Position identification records
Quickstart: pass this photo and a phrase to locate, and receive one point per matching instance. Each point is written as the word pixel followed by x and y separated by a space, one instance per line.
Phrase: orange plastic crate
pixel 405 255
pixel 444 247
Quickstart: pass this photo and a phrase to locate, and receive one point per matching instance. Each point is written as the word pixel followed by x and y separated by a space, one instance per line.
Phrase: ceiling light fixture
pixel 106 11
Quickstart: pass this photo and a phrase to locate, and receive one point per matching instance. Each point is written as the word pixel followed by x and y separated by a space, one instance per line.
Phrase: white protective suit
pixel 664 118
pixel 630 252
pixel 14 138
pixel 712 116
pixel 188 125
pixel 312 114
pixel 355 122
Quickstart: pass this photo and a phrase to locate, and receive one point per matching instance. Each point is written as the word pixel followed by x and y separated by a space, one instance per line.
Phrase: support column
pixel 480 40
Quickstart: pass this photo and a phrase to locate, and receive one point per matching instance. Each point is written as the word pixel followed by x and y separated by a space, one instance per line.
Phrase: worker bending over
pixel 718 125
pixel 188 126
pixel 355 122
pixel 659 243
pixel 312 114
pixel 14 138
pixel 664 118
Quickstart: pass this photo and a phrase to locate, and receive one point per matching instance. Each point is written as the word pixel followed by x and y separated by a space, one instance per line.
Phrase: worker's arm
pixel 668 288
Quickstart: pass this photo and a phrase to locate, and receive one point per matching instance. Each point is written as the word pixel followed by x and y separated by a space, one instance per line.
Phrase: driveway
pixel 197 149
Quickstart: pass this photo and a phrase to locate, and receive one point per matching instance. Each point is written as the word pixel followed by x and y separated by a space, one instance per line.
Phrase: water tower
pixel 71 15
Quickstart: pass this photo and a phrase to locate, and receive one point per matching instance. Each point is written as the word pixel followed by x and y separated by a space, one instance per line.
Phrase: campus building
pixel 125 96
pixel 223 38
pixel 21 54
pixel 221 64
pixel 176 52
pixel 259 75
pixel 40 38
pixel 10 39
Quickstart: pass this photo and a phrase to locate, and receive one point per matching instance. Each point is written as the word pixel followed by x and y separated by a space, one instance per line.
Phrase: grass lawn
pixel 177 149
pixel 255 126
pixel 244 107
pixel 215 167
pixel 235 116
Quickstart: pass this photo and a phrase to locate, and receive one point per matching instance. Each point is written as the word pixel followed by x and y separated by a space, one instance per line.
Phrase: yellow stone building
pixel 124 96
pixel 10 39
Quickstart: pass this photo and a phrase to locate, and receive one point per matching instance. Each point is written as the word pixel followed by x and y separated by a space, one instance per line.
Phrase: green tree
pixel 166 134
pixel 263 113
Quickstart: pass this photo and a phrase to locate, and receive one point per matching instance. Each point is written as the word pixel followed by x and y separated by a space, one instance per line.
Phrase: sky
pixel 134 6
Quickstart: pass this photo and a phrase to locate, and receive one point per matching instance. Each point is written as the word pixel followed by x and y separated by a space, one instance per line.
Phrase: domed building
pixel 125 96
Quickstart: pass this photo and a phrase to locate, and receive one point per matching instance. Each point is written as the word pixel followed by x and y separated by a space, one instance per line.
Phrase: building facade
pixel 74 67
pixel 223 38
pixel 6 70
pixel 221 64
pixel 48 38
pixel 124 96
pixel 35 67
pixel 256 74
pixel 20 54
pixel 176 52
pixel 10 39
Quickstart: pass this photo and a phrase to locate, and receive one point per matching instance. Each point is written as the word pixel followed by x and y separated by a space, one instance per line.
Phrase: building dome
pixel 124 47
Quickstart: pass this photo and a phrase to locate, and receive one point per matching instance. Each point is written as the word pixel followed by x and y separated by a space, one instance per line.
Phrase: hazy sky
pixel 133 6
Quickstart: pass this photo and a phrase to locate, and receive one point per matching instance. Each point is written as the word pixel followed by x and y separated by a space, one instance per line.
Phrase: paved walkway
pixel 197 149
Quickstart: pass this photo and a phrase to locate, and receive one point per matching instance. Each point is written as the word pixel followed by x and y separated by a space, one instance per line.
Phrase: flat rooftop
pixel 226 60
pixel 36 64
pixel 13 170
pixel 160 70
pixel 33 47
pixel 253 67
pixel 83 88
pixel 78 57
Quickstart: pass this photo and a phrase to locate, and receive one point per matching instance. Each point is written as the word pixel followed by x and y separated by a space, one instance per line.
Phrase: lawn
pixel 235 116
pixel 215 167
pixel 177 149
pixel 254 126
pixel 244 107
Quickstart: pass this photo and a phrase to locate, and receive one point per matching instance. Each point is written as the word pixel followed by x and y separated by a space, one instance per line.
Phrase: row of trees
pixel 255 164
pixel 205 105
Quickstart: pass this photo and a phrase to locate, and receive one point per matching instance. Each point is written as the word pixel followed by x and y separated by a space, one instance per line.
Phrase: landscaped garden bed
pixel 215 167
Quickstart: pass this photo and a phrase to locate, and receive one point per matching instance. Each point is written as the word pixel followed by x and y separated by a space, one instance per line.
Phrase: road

What you will do:
Format the lines of the records above as a numbered list, leaving out any blank lines.

Response to this task:
1. Quickstart: pass this photo and a phrase to locate, and receive one point per matching instance. Each point is written as the word pixel followed by x and y separated by a space, one instance per line.
2. Phrase: orange plastic crate
3. pixel 405 255
4. pixel 444 247
5. Quickstart: pass this photo and a phrase to locate, and receive one point per matching instance. Each point is written as the word pixel followed by x and y separated by a space, one instance per line.
6. Phrase: ceiling light fixture
7. pixel 106 11
8. Quickstart: pass this photo and a phrase to locate, and receive one point per matching instance. Each point is written as the word pixel followed by x and y separated by a space, one instance per line.
9. Phrase: white protective suit
10. pixel 664 118
11. pixel 630 252
12. pixel 14 138
13. pixel 712 116
14. pixel 188 125
15. pixel 312 114
16. pixel 355 122
17. Quickstart: pass this photo and a phrase to locate, and receive one point per matching instance. Each point is written as the word pixel followed by x and y separated by a space, one instance per line.
18. Phrase: support column
19. pixel 480 40
20. Quickstart: pass this photo and a phrase to locate, and receive one point per matching instance. Each point is written as the word pixel followed by x and y separated by a space, one instance per line.
21. Phrase: worker bending over
22. pixel 718 125
23. pixel 188 126
24. pixel 355 122
25. pixel 659 243
26. pixel 312 114
27. pixel 14 138
28. pixel 664 118
29. Quickstart: pass this photo and a phrase to locate, and receive one point per matching instance. Each point is written as the word pixel followed by x and y separated by a space, one instance per line.
30. Phrase: worker's arm
31. pixel 668 288
32. Quickstart: pass this photo and a phrase to locate, and receive one point per matching instance. Each point is written as the word pixel followed by x and y separated by a space, one instance per line.
33. Phrase: driveway
34. pixel 197 149
35. Quickstart: pass this photo and a phrase to locate, and receive one point per matching instance. Each point is written as the word pixel followed by x and y separated by a space, one instance per line.
36. Phrase: water tower
37. pixel 71 15
38. Quickstart: pass this photo and a phrase to locate, and receive one point per matching instance. Each point is written as the word pixel followed by x and y separated by a space, one instance per line.
39. Phrase: campus building
40. pixel 125 96
41. pixel 223 38
42. pixel 21 54
43. pixel 221 64
44. pixel 176 52
45. pixel 259 75
46. pixel 40 38
47. pixel 10 39
48. Quickstart: pass this photo and a phrase to locate, and receive one point per matching instance. Each point is written as the word pixel followed by x and y separated by a space, one instance per line.
49. Phrase: grass lawn
50. pixel 177 149
51. pixel 255 126
52. pixel 244 107
53. pixel 215 167
54. pixel 235 116
55. Quickstart: pass this photo and a phrase to locate, and receive one point per matching instance. Each point is written as the word pixel followed by x and y separated by a space, one instance per line.
56. Phrase: yellow stone building
57. pixel 124 96
58. pixel 10 39
59. Quickstart: pass this photo and a phrase to locate, and receive one point per matching instance. Each point is written as the word pixel followed by x and y separated by a space, one instance per line.
60. Phrase: green tree
61. pixel 166 134
62. pixel 263 113
63. Quickstart: pass this photo and a phrase to locate, and receive one point per matching instance. Each point is written as the word pixel followed by x and y separated by a space, one instance per line.
64. Phrase: sky
65. pixel 134 6
66. Quickstart: pass this photo and a phrase to locate, and receive one point per matching instance. Each point is written as the word pixel followed by x and y separated by a space, one instance per line.
67. Phrase: domed building
68. pixel 125 96
69. Quickstart: pass this photo and a phrase to locate, and receive one point per matching instance. Each point is written as the word pixel followed by x and y separated by a space, one instance per line.
70. Phrase: building facade
71. pixel 74 67
72. pixel 223 38
73. pixel 6 70
74. pixel 221 64
75. pixel 48 38
76. pixel 124 96
77. pixel 35 67
78. pixel 256 74
79. pixel 20 54
80. pixel 176 52
81. pixel 10 39
82. Quickstart: pass this photo and a phrase to locate, and receive one point per matching instance. Each point is written as the word pixel followed by x and y separated by a space, one instance per line.
83. Phrase: building dome
84. pixel 124 47
85. Quickstart: pass this photo and a phrase to locate, and receive one point per matching instance. Each point is written as the word pixel followed by x and y separated by a space, one instance per line.
86. Phrase: hazy sky
87. pixel 133 6
88. Quickstart: pass this photo and a phrase to locate, and receive one point per matching instance. Each point is written as the word pixel followed by x and y separated by a space, one instance per line.
89. Phrase: paved walkway
90. pixel 197 149
91. Quickstart: pass this photo and a phrase to locate, and receive one point per matching instance. Each point is written as the word pixel followed by x and y separated by a space, one instance per line.
92. Phrase: flat rooftop
93. pixel 226 60
94. pixel 36 64
95. pixel 13 170
96. pixel 160 70
97. pixel 33 47
98. pixel 253 67
99. pixel 83 88
100. pixel 78 57
101. Quickstart: pass this photo and a phrase to locate, and receive one point per matching instance. Each point is written as the word pixel followed by x and y separated by a space, one instance per line.
102. Phrase: lawn
103. pixel 235 116
104. pixel 215 167
105. pixel 177 149
106. pixel 254 126
107. pixel 244 107
108. Quickstart: pass this photo and a phrase to locate, and receive one point per matching instance. Each point is written as the word pixel followed by x and y separated by a space, one instance per line.
109. Phrase: row of trees
110. pixel 255 164
111. pixel 205 105
112. Quickstart: pass this photo and a phrase to locate, and receive one point per matching instance. Each point is written as the word pixel followed by x and y separated by a space, one instance per line.
113. Phrase: landscaped garden bed
114. pixel 215 167
115. Quickstart: pass this photo and a phrase to locate, and receive one point per matching instance. Each point is written as the word pixel followed by x and y separated by a space, one instance per line.
116. Phrase: road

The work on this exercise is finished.